◆ Short problem 1 ◆
In the passage about Antoine Roquentin, what town does he return to after his travels?
◆ Short problem 2 ◆
Pick up the passage about Antoine Roquentin and the Self-Taught Man after its last sentence and keep writing.

◆ Text ◆
┌────────
The work is about Antoine Roquentin, a depressed researcher who returns to the town of Bouville after doing a great amount of travel to research the life of an important political figure. Beginning around the winter of 1932, Roquentin becomes sick and has to take himself away from his work, he calls this sickness nausea. Sartre writes, "The Nausea is not inside me: I feel it out there in the wall, in the suspenders, everywhere around me. It makes itself one with the café, I am the one who is within it." Roquentin becomes disgusted with his life and it drives him insane and he begins to drift away from his work and focuses on finding out the meaning of all the things in his life he had done and most importantly he wants to know if he had lived a full life and if everything in his life is worth being fulfilled.
One of the most important and controversial characters in the work is the "Self-Taught Man." The Self-Taught Man is a friend of Roquentin's and searches for knowledge and the love of humanity. He is as disciplined as a soldier and he is often at the library where he continues his search for knowledge but he is caught making inexplicit advances towards a young boy and is banned from the library for good.
└────────
◆ Record excerpts ◆
┌────────
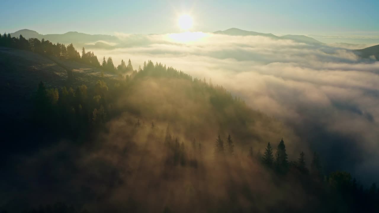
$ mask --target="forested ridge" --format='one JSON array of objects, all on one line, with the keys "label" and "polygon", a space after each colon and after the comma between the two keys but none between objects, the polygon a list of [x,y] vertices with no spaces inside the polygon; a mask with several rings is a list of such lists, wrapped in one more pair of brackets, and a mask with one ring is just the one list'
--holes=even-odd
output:
[{"label": "forested ridge", "polygon": [[116,68],[104,57],[100,64],[72,44],[0,38],[3,46],[123,74],[111,84],[102,75],[75,88],[47,88],[41,79],[26,120],[38,133],[14,141],[33,151],[17,152],[5,169],[11,174],[0,185],[0,210],[379,211],[376,183],[325,174],[328,162],[299,149],[290,130],[211,81],[150,60],[138,70],[130,60]]}]

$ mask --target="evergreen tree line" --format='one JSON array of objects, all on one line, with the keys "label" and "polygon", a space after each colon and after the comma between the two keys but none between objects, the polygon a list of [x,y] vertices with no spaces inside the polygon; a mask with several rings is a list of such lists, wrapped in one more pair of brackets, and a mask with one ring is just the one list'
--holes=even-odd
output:
[{"label": "evergreen tree line", "polygon": [[[8,41],[8,37],[10,37],[9,34],[2,36],[0,40],[2,45],[41,54],[51,52],[51,55],[57,57],[63,57],[79,61],[83,60],[83,56],[84,55],[84,60],[87,60],[87,63],[92,63],[91,58],[94,58],[93,53],[86,53],[84,48],[81,57],[72,44],[66,48],[64,45],[53,45],[44,39],[39,42],[38,39],[31,39],[33,42],[36,43],[31,42],[31,39],[29,39],[27,49],[20,47],[27,46],[27,43],[23,41],[28,41],[21,36],[18,39],[11,38],[13,46],[7,46],[8,44],[6,44],[9,43],[4,45],[3,42],[5,40]],[[22,45],[23,44],[24,45]],[[55,47],[56,49],[47,48],[47,47]],[[60,50],[59,55],[58,49]],[[54,50],[55,52],[53,52]],[[106,61],[104,57],[101,67],[104,70],[110,72],[125,69],[129,71],[133,70],[130,60],[127,65],[123,60],[121,64],[117,69],[115,68],[111,58],[109,58]],[[105,69],[106,67],[109,67],[107,69]],[[165,65],[160,63],[156,63],[154,64],[151,61],[149,60],[144,63],[142,68],[139,67],[138,71],[133,71],[130,75],[127,75],[114,82],[114,84],[109,83],[107,84],[104,79],[101,79],[98,80],[93,87],[82,85],[75,89],[65,87],[59,89],[47,88],[41,81],[38,85],[34,97],[35,111],[32,116],[32,120],[36,122],[36,126],[47,130],[46,132],[50,133],[57,138],[64,136],[70,137],[70,139],[81,139],[88,136],[89,133],[102,128],[107,121],[119,116],[121,112],[114,110],[113,105],[118,97],[122,95],[123,92],[133,87],[137,81],[146,77],[173,78],[188,81],[200,93],[206,91],[211,91],[212,95],[210,100],[216,108],[228,104],[233,104],[235,106],[246,105],[242,99],[238,97],[233,97],[222,86],[213,85],[211,80],[207,82],[205,79],[193,79],[191,76],[181,71],[171,67],[166,67]],[[143,126],[144,125],[139,119],[135,125],[136,129],[142,128]],[[155,129],[157,127],[152,122],[150,128]],[[164,141],[164,147],[168,150],[167,163],[175,166],[199,166],[201,163],[202,153],[205,151],[202,143],[194,139],[190,143],[191,148],[186,147],[186,144],[183,142],[180,142],[177,137],[172,136],[169,128],[168,127]],[[228,135],[224,143],[220,135],[218,136],[215,142],[213,150],[216,159],[225,160],[226,162],[238,157],[246,161],[257,159],[268,171],[273,171],[280,179],[284,179],[283,177],[286,175],[298,175],[300,177],[299,180],[305,183],[320,183],[320,187],[328,192],[326,198],[334,196],[332,195],[335,194],[338,195],[338,197],[341,196],[346,203],[349,204],[349,206],[356,208],[357,210],[369,210],[368,212],[375,212],[375,210],[379,209],[379,190],[375,183],[369,189],[364,189],[363,185],[359,183],[348,172],[337,171],[324,175],[322,172],[319,157],[316,153],[315,152],[313,156],[310,167],[309,169],[304,152],[299,153],[297,161],[288,160],[283,139],[279,142],[275,152],[271,144],[268,143],[262,156],[259,152],[255,155],[252,147],[250,147],[247,152],[248,158],[237,156],[235,150],[235,143],[230,135]]]},{"label": "evergreen tree line", "polygon": [[113,64],[111,57],[108,58],[106,61],[104,57],[100,65],[97,56],[93,52],[86,52],[83,47],[81,56],[72,43],[66,47],[64,44],[53,44],[43,38],[41,41],[36,38],[27,39],[21,34],[19,38],[12,38],[10,33],[7,34],[4,33],[2,36],[0,34],[0,46],[28,50],[44,55],[52,56],[61,59],[77,61],[112,73],[123,73],[133,71],[130,59],[127,65],[124,60],[122,60],[121,64],[116,68]]}]

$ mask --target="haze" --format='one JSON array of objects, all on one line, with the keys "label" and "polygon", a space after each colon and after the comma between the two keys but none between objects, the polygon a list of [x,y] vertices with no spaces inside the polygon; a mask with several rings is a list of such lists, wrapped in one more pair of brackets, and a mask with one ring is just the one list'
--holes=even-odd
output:
[{"label": "haze", "polygon": [[377,1],[0,6],[0,212],[379,209]]}]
└────────
◆ Expected output 1 ◆
Bouville.

◆ Expected output 2 ◆
Sartre does an excellent job of showing his readers his views on meaninglessness of all objects by staking the claim that if a person is conscious of an object that does not necessarily mean that the object permanently exists. In Nausea, Antoine Roquentin has no attitude or stake in any of the objects around him and he finds himself drifting away from the world. He believes that the objects, whatever they might be, are useless in a line of events that is futile. When Roquentin discovers and applies this knowledge, he begins to question his own existence. This basically means that innate objects in themselves are meaningless, but they can be assigned a meaning by humans, and if a human can assign a meaning to an object, he can assign a meaning to his own life, and he can then become liberated.
Some of the most important concepts displayed in Nausea and that are key in Sartrean existentialism are the ideas of being for itself and being in itself. The concept of being for itself is well characterized by Antoine Roquentin, in that he is mindful and aware of his own identity and the fact that he truly does exist and has meaning. Being in itself is a little more complex, in that it is shown through all of the inhuman and innate objects of the known world. This concept shows that an object has a definable and inclusive fundamental nature but does not in fact have power over of a consciousness and cannot be aware of its own being. Sartre shows in this work that whenever being for itself and being in itself collide, being for itself becomes nauseated by being in itself.
The question that Sartre seems to want to pose to his readers is if you are confronted with the feeling of nausea, how are you supposed to reprieve yourself from it? Sartre does not state directly in this work how it can be done but does leave inferences throughout. Most notable is works of art, either by creating a wonderful piece or by simply taking in the glow and the aura of a work of art can provide a small reprieve from the feeling that plagues Roquentin.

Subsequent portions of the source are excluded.